Top of PROVIDED TEXT

Intimate relationships require a high level of integrity in order to thrive.
Perhaps, the most intimate of all relationships is that which people of faith establish with Almighty God.
For Catholics, that relationship is both founded and forged through the mediation of the Church believed to have been instituted by the Lord Himself as the instrument by which humanity and Divinity are united in a bond of redemptive love.
In every relationship, when a violation of trust (large or small) occurs, it is of critical import to examine the circumstances which caused that violation and to immediately begin to engage in a healing process that will restore confidence and goodwill to the relationship, if such is possible.
A betrayal of trust breaks the bond that is considered vital to the integrity of a relationship.
The capacity of a relationship to recover from such a betrayal has a lot to do with the responses, on the part of the betrayer to the situation. The more open and non-defensive they are, the more likely it is that a restitution of the relationship is possible.
When both parties are committed to this as an outcome, the likelihood increases exponentially.

Bottom of PROVIDED TEXT
Top of LISTED RECORDS

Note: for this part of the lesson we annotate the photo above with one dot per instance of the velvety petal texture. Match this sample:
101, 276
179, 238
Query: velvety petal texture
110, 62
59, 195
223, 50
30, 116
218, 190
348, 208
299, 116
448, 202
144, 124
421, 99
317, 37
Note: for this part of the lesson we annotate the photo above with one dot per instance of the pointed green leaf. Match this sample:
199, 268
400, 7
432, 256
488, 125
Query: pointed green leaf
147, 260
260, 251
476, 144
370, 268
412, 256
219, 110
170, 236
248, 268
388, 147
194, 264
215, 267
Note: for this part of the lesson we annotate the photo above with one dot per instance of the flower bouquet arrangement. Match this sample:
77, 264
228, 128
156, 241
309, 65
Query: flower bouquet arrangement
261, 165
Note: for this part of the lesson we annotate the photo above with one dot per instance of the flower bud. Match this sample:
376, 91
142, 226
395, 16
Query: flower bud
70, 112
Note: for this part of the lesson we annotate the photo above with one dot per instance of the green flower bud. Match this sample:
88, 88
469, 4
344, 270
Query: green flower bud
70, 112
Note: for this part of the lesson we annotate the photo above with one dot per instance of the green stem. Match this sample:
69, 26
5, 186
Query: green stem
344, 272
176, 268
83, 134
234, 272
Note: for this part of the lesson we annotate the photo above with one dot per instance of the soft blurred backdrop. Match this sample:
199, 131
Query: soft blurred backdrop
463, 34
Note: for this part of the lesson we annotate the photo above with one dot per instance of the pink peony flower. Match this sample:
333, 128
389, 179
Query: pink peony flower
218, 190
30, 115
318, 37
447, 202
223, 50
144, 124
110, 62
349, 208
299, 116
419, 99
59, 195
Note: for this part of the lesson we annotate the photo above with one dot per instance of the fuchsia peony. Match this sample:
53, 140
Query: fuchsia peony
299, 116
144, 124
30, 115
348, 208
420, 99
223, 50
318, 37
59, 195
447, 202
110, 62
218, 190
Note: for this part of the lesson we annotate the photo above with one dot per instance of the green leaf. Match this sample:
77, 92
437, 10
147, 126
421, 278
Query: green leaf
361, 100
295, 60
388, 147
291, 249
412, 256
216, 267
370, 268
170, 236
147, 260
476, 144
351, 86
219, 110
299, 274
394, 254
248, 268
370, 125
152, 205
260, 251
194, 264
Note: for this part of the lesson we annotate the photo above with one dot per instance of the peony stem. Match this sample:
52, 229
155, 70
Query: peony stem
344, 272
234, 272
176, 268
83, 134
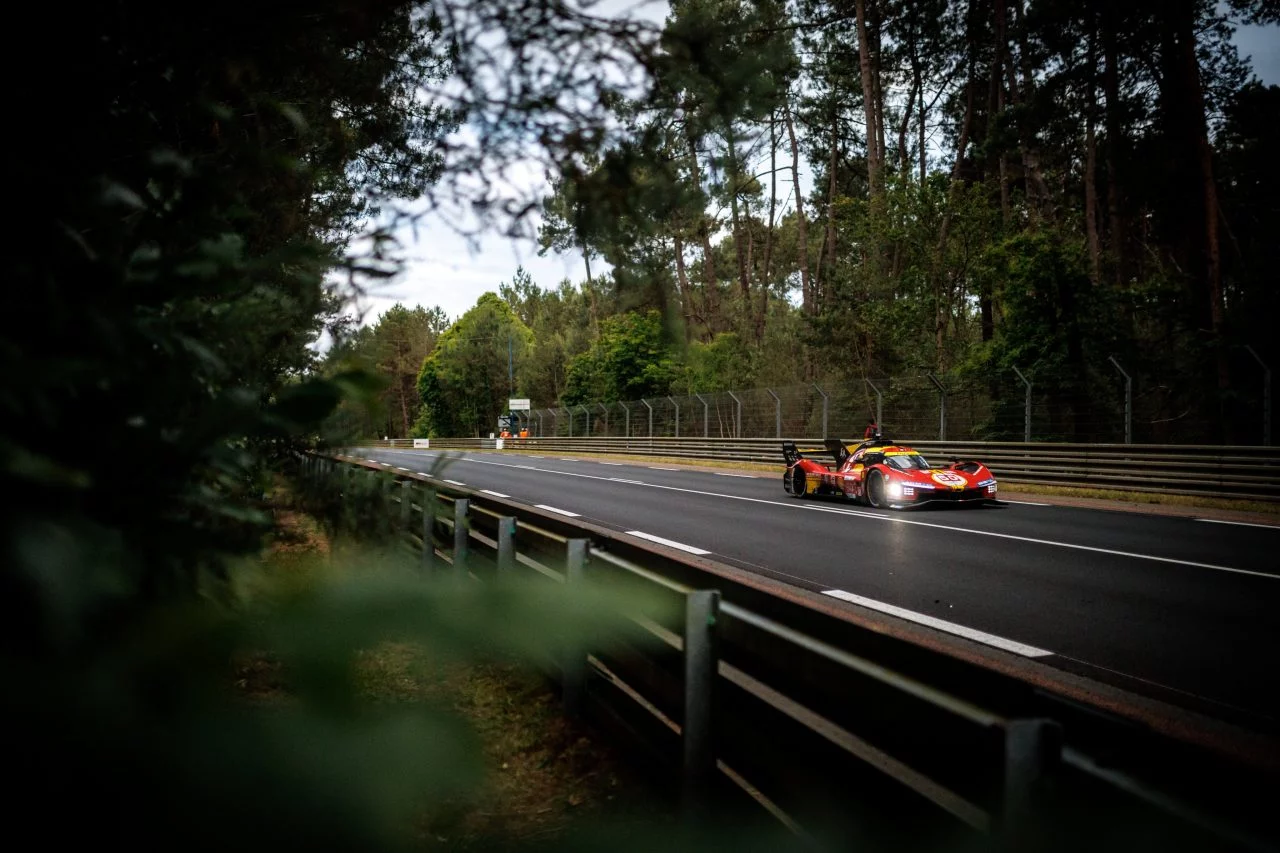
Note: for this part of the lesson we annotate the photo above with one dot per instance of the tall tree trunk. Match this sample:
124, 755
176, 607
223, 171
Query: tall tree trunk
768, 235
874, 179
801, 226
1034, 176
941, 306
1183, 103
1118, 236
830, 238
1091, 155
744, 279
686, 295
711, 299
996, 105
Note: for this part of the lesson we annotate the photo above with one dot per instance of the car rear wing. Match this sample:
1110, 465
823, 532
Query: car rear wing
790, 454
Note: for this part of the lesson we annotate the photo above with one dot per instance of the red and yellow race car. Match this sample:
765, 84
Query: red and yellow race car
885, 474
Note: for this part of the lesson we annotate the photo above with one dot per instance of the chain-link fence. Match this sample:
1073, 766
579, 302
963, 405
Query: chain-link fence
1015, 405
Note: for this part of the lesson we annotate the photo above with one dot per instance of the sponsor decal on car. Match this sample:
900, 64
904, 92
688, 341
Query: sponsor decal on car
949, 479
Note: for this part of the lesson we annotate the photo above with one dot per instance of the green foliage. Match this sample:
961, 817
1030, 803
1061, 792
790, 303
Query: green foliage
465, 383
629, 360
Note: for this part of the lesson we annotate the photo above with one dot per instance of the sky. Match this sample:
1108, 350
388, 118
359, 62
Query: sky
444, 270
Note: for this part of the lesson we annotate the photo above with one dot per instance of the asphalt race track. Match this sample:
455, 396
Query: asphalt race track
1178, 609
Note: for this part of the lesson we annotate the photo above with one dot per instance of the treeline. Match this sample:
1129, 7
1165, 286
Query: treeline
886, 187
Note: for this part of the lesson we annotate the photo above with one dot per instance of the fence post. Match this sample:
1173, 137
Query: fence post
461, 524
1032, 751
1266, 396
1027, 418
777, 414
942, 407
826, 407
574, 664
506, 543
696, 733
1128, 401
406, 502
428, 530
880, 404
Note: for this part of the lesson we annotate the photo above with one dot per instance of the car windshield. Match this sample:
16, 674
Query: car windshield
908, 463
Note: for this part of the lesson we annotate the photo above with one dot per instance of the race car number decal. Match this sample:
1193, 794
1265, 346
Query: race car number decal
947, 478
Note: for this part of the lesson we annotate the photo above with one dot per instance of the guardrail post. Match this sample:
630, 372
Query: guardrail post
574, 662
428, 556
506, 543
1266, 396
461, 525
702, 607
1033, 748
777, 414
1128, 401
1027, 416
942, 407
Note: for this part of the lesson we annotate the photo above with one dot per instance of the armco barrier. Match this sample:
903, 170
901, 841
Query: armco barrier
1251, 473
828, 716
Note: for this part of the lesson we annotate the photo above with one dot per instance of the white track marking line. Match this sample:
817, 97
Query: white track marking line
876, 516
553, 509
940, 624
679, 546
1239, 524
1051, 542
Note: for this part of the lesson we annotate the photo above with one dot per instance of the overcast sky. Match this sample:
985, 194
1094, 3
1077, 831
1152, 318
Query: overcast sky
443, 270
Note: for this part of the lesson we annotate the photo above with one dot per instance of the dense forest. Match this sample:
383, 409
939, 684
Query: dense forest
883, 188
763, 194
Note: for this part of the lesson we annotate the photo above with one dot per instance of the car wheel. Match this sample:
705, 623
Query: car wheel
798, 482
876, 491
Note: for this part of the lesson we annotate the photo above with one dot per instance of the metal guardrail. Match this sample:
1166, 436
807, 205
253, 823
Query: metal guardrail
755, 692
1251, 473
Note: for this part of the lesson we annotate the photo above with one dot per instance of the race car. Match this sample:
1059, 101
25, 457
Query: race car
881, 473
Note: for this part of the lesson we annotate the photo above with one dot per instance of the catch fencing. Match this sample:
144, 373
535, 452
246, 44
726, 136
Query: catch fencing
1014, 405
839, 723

Bottom of LISTED RECORDS
Top of LISTED RECORDS

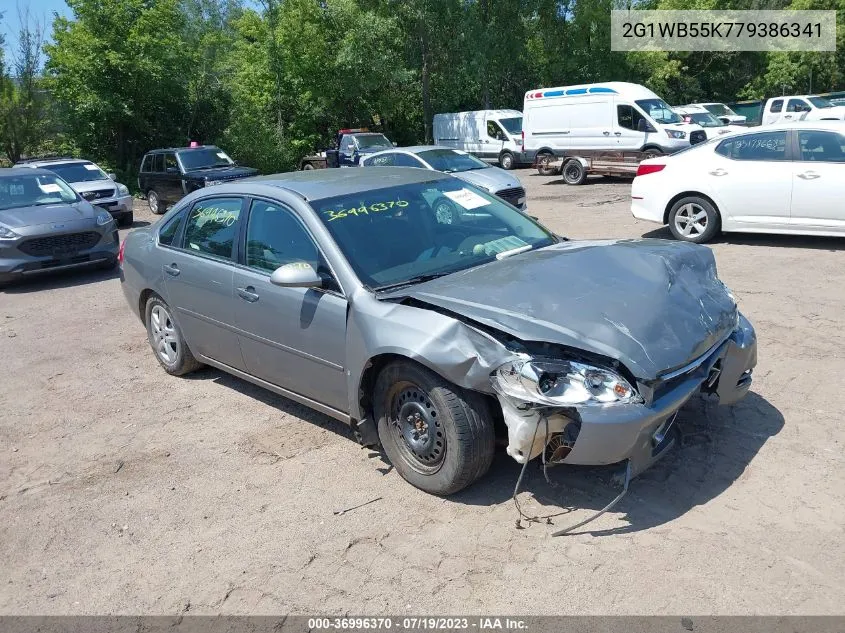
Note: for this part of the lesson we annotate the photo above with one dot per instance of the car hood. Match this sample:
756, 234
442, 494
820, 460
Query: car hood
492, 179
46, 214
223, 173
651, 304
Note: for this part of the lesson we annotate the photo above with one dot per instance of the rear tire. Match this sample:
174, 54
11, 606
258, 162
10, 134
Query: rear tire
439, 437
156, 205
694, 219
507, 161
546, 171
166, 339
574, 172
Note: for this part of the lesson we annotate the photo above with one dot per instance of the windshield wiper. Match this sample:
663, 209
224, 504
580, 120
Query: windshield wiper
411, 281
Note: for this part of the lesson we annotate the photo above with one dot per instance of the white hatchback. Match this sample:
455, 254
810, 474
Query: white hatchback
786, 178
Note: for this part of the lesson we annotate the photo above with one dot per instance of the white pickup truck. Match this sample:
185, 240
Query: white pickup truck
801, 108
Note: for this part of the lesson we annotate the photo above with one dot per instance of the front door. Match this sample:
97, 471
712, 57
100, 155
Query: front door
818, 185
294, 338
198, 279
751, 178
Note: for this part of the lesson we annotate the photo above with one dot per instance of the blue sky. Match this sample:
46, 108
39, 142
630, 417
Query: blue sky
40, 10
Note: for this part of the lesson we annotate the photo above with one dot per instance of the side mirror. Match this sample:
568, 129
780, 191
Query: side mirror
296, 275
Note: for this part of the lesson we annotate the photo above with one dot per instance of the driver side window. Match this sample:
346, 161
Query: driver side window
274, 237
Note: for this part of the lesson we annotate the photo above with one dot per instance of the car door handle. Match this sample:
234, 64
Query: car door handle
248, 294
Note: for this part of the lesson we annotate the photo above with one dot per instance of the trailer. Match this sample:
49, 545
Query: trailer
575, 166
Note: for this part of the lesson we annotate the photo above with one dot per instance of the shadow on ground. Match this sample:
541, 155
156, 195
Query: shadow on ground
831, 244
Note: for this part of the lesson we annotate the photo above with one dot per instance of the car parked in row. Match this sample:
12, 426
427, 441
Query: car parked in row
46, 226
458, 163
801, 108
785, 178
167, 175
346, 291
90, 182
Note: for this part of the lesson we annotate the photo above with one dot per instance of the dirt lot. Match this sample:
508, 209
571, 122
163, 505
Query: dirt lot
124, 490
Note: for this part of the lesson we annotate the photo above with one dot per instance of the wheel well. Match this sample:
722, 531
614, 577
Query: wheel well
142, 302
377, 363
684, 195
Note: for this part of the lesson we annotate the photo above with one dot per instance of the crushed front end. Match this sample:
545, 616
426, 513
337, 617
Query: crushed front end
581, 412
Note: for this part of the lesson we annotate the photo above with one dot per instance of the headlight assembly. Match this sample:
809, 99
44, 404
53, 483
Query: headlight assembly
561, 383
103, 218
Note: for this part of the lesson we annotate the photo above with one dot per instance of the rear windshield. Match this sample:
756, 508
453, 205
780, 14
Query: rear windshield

Bottom of LISTED RECORDS

## REQUIREMENT 1
Answer these questions about the passage on trust in relationships:
(a) What do intimate relationships require in order to thrive?
(b) For Catholics, through what is the relationship with Almighty God both founded and forged?
(c) What breaks the bond that is considered vital to the integrity of a relationship?
## REQUIREMENT 2
Rewrite the part of the passage on trust in relationships starting at "Perhaps, the most" and ending at "of a relationship.", changing "redemptive" to "saving".
The material above has no connection to the passage on trust in relationships.

## FINAL ANSWER 1
(a) A high level of integrity.
(b) The mediation of the Church.
(c) A betrayal of trust.

## FINAL ANSWER 2
Perhaps, the most intimate of all relationships is that which people of faith establish with Almighty God.
For Catholics, that relationship is both founded and forged through the mediation of the Church believed to have been instituted by the Lord Himself as the instrument by which humanity and Divinity are united in a bond of saving love.
In every relationship, when a violation of trust (large or small) occurs, it is of critical import to examine the circumstances which caused that violation and to immediately begin to engage in a healing process that will restore confidence and goodwill to the relationship, if such is possible.
A betrayal of trust breaks the bond that is considered vital to the integrity of a relationship.